__EXERCISE MATERIALS__.

------------------------------------

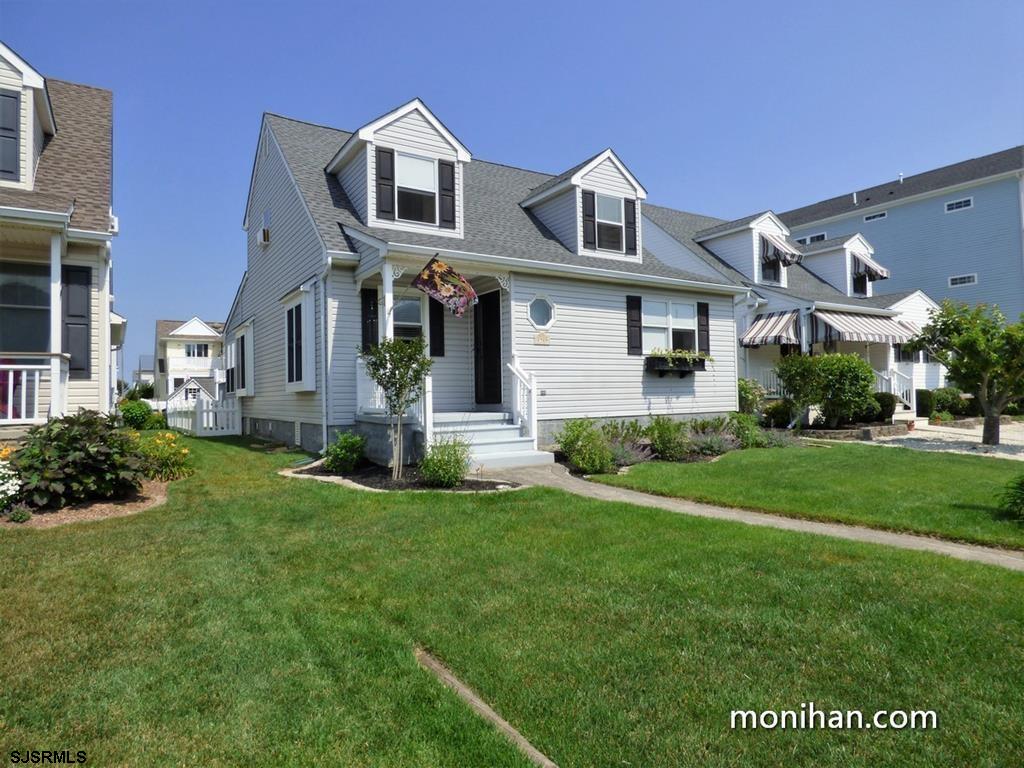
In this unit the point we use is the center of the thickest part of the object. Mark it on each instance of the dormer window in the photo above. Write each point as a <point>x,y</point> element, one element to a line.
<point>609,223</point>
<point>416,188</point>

------------------------------------

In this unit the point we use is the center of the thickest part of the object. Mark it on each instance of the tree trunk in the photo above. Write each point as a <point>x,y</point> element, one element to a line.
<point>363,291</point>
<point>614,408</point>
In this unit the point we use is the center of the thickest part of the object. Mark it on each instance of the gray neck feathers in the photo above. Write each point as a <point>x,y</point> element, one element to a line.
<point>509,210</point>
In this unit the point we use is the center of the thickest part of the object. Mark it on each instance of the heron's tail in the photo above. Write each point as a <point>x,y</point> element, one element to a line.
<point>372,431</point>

------------------------------------

__TASK INSTRUCTIONS__. Rewrite the material from the line containing "of the dormer" up to and including the line containing "<point>416,188</point>" as a numbered list without blank lines. Include no other lines.

__RESPONSE FOR THIS EXERCISE__.
1. In this unit the point we use is the center of the thickest part of the object. Mark it on each instance of the dormer window in the photo above. Write each point as a <point>x,y</point> element, one element to a line.
2. <point>609,223</point>
3. <point>416,188</point>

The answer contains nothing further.